WHAT IS REQUIRED
In the entries below, find each line with the string "stripe" and copy it.

Referring expression pointing data
--- START ---
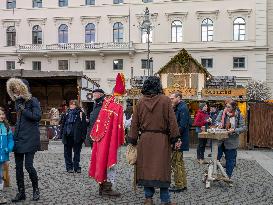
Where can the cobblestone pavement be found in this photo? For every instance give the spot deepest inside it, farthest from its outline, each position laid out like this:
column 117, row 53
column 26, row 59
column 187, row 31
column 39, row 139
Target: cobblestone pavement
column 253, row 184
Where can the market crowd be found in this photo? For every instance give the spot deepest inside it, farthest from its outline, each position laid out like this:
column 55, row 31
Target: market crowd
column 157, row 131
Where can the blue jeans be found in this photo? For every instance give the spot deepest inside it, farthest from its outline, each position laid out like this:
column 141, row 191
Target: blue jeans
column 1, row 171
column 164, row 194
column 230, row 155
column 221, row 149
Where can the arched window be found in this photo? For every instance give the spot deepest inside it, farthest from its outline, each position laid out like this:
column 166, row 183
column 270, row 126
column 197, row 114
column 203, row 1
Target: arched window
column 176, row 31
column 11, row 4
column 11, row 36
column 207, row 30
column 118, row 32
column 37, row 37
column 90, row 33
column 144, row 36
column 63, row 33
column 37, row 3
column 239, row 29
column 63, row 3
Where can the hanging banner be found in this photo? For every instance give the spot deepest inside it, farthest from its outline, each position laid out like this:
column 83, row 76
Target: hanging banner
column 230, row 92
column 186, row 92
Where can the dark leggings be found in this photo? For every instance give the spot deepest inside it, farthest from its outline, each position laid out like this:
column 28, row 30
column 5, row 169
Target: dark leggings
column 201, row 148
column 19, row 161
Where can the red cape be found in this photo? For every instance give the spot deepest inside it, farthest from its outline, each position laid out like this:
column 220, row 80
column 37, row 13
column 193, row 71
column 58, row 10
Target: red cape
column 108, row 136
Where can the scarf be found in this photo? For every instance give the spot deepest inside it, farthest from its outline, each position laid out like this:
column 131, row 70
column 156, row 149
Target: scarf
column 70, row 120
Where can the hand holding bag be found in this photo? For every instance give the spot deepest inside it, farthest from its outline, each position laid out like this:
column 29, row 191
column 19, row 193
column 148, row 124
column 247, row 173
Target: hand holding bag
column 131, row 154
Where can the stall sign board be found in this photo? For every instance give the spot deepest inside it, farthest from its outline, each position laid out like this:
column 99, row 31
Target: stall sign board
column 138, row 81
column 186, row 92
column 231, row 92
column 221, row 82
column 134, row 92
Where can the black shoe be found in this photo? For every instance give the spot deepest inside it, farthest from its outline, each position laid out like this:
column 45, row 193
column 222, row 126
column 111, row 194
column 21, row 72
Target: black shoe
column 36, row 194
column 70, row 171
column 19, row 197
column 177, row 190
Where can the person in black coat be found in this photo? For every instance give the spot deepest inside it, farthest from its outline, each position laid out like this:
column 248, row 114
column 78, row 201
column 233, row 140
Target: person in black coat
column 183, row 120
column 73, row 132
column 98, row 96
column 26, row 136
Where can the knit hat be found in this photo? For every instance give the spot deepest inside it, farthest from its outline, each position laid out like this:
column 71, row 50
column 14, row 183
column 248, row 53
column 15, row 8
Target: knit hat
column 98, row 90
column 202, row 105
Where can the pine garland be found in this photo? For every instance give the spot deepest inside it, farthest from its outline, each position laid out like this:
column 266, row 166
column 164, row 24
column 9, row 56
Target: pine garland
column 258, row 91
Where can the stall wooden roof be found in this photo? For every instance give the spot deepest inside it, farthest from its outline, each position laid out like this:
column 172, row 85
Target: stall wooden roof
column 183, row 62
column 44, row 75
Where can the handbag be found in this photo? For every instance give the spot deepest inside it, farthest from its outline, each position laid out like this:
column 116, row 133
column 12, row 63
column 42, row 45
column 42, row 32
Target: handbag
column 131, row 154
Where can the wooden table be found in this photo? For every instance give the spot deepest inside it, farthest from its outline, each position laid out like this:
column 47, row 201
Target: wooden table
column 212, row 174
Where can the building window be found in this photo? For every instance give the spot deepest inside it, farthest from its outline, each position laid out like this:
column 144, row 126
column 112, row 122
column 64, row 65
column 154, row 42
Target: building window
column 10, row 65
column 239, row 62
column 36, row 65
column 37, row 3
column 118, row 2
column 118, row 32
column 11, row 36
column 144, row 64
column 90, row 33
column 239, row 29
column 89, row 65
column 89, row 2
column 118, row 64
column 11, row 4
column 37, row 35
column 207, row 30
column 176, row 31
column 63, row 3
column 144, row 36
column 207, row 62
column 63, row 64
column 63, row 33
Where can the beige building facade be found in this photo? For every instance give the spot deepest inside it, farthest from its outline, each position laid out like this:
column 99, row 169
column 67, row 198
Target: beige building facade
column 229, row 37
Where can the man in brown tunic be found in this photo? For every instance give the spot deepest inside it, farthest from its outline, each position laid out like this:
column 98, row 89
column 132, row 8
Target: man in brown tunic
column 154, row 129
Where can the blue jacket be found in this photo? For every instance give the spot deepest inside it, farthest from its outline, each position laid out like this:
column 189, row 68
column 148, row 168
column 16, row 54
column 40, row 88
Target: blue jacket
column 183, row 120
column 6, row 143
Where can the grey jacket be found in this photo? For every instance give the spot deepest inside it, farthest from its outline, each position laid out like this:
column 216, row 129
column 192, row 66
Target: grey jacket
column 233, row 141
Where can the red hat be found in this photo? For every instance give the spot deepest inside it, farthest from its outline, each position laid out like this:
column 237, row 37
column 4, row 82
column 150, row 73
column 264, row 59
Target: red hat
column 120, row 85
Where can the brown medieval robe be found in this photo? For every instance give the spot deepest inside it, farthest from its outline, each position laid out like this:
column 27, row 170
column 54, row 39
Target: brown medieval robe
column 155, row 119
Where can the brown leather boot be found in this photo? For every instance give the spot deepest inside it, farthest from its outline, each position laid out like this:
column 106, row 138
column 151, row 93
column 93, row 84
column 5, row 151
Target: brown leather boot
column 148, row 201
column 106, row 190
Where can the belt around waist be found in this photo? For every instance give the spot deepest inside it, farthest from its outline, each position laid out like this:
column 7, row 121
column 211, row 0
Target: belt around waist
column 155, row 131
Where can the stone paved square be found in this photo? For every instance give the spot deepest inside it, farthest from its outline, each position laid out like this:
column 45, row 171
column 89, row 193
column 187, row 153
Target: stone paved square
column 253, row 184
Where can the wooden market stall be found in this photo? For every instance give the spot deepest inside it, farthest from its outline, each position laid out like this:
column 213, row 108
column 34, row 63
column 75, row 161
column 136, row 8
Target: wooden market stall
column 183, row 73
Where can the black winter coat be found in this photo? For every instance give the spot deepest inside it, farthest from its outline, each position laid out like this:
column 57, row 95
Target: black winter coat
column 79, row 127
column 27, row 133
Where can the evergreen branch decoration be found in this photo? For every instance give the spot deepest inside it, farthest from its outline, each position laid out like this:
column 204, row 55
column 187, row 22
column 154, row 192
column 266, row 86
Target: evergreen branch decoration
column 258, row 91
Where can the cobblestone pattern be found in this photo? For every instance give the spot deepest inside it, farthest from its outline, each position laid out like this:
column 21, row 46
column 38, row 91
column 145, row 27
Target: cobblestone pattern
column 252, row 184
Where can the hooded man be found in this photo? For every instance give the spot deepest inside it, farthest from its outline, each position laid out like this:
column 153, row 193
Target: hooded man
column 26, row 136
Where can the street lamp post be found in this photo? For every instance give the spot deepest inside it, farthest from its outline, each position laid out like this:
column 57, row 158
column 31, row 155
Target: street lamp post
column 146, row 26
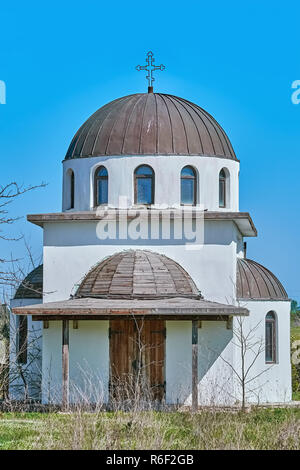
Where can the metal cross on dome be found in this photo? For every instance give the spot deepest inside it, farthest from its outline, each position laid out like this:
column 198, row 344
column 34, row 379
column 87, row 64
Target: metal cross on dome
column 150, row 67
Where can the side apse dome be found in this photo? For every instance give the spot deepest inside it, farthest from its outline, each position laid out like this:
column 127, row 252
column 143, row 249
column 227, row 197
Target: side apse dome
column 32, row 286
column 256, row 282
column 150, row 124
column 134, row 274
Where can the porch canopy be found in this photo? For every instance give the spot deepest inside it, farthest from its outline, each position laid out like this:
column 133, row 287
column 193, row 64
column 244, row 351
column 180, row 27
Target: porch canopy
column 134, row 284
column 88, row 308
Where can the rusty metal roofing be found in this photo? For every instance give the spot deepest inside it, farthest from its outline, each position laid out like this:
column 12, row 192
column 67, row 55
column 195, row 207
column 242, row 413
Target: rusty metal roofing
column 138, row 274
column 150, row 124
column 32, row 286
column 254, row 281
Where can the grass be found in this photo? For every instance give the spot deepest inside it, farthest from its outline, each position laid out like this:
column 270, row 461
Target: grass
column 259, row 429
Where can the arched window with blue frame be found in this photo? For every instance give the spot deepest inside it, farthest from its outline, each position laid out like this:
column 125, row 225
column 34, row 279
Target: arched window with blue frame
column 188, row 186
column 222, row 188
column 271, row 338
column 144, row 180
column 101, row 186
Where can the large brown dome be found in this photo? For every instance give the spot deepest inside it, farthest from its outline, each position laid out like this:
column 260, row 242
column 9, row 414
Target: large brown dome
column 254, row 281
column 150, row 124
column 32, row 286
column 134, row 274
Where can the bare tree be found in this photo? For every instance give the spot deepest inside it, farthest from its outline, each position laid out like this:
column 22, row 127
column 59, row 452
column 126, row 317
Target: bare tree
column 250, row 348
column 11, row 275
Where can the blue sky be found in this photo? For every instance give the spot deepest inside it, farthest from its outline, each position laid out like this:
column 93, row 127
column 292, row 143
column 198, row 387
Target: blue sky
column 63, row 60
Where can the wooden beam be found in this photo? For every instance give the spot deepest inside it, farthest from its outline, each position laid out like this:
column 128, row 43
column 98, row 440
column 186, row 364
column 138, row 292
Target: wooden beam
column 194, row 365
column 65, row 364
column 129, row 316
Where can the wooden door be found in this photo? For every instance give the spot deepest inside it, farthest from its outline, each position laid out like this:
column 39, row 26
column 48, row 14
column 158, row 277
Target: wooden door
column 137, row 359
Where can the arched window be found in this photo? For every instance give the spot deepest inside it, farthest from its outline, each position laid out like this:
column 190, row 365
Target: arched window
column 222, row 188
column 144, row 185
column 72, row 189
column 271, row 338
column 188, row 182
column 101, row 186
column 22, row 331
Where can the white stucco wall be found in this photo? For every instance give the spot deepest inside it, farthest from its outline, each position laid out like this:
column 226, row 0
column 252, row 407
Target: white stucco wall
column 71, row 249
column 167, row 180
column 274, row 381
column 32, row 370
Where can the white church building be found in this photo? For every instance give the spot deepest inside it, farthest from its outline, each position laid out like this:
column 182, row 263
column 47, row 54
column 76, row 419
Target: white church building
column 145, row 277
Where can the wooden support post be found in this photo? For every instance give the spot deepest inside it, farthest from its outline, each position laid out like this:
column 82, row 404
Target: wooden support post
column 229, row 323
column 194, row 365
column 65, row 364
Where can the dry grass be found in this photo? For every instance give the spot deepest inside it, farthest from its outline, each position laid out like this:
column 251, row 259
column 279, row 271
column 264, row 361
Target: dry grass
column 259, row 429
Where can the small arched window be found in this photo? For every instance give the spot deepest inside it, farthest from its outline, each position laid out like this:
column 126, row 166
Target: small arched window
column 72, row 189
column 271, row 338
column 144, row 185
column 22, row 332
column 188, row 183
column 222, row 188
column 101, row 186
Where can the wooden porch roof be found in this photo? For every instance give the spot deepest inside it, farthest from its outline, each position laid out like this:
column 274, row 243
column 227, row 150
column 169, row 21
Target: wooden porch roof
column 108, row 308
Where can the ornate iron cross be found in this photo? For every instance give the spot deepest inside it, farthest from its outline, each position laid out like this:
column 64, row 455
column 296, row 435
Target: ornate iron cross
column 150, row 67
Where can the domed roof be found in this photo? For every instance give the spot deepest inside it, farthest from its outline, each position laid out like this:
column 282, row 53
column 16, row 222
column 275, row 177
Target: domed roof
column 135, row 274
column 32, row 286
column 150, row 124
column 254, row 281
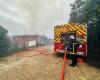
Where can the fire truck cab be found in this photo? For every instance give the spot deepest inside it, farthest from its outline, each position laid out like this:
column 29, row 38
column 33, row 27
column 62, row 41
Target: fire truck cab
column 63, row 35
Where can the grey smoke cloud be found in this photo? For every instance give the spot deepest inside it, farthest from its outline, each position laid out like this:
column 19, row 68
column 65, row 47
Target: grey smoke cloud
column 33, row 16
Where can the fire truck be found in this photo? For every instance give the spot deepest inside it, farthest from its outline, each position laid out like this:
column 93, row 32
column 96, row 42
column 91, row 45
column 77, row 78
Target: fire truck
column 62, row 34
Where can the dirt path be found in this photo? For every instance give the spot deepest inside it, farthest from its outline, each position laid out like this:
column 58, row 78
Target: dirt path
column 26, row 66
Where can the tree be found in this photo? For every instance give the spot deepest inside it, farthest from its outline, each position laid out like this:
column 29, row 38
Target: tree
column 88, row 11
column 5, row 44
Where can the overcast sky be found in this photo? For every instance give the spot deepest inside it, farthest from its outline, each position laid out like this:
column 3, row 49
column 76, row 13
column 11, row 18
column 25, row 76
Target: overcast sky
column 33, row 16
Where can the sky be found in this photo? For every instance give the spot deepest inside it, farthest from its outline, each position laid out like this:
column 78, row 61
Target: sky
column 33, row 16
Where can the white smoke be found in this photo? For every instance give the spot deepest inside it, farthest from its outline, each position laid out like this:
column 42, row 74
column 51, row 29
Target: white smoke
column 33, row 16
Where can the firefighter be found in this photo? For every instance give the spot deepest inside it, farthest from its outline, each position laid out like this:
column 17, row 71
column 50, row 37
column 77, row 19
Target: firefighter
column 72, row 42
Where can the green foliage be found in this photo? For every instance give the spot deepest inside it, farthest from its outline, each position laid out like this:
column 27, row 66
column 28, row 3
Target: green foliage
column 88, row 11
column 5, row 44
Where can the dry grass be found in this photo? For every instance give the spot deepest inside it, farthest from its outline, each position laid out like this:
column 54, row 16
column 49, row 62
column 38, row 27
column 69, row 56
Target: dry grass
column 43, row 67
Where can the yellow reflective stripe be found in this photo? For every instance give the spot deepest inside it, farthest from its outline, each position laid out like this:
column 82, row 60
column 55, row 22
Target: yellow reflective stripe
--- END ---
RESPONSE TO THE TASK
Where can the yellow reflective stripe be found in this photo? For every instance give the spot deepest inside it, farthest from its outline, each position laid out like this:
Target: yellow reflective stripe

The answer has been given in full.